-- begin Input for this task --

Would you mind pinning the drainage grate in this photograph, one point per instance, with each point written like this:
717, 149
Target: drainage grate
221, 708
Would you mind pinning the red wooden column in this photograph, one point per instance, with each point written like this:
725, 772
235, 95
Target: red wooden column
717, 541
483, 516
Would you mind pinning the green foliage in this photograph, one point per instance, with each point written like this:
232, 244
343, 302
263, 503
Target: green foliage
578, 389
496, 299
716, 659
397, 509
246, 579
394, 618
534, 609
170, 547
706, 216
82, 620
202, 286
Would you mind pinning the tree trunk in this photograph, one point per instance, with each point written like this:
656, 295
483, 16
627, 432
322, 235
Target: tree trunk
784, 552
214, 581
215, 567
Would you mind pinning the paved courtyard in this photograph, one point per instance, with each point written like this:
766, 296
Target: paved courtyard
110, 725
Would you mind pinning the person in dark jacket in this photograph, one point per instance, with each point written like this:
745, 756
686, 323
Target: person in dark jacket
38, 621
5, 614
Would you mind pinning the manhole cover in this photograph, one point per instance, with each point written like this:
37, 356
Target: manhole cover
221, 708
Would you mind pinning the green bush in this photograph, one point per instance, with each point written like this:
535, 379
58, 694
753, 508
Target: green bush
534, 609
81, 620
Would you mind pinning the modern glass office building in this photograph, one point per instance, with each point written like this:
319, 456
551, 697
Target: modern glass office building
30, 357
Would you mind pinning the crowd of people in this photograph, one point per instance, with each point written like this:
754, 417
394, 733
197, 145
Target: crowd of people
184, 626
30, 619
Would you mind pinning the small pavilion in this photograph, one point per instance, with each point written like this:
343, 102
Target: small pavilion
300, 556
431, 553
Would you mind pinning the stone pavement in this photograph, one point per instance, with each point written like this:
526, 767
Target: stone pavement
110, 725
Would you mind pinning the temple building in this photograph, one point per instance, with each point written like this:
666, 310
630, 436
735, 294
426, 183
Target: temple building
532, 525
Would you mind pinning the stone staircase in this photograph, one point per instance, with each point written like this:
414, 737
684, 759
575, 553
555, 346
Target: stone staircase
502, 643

-- end Input for this task --

__Exercise brief__
Could you reproduce every item above word for word, without changing or leaving out anything?

__Response__
Would you mind pinning the drainage grate in this photograph, one point per instance, with each point written like this:
717, 149
Target: drainage grate
221, 708
Would you mind pinning the red wooden column in this photograph, one point per instance, with each point written like this:
725, 772
235, 95
Target: red wooden column
717, 541
483, 516
Would you mind pinning the green foliage in this photograph, one point per instance, with each point written like this:
232, 244
343, 302
263, 503
Target: green foliage
578, 389
496, 299
716, 659
397, 509
246, 579
394, 618
534, 609
170, 547
706, 216
82, 620
202, 286
Would you mind pinning the tree trunk in this photograph, one point per instance, with each point written like this:
656, 295
483, 16
627, 432
322, 235
Target: tree trunk
784, 552
214, 581
215, 567
Would you mind pinning the paved courtyard in this photograph, one point per instance, with each point written like this:
766, 296
Target: paved courtyard
110, 725
Would you mind pinning the person in dark jacket in this photograph, one point per instance, with each point written like this:
745, 756
686, 323
Target: person in dark jacket
38, 621
5, 614
Would you mind pinning the manhole cover in this photograph, one point per instance, with each point written like this:
37, 356
Target: manhole cover
221, 708
Would you mind pinning the green bush in this photograph, one point per instance, with each point written like this:
535, 379
58, 694
753, 508
Target: green bush
534, 609
81, 620
Would you mind pinning the modern glass office building in this photograph, one point per instance, with each point written like this:
319, 456
551, 697
Target: modern glass office building
30, 357
Would you mind pinning the crowd of people in this photograph, one point per instance, with each point written like this:
754, 417
394, 733
197, 145
Target: crowd of people
184, 626
30, 619
Would you mind pinning the small pavilion in this photograph, one point per instance, with each point written like this:
343, 102
Target: small pavilion
300, 556
431, 553
Would you mind pinning the stone pavement in this photograph, one point per instance, with each point written like this:
526, 767
Target: stone pavement
110, 725
Would you mind pinning the temple building in this photograph, one point per instance, with each point written like this:
666, 310
630, 436
735, 294
426, 183
Target: temple building
532, 525
Would you mind pinning the stone staircase in this photograph, one point per instance, with each point written like this:
414, 737
684, 759
575, 553
555, 346
Target: stone staircase
502, 643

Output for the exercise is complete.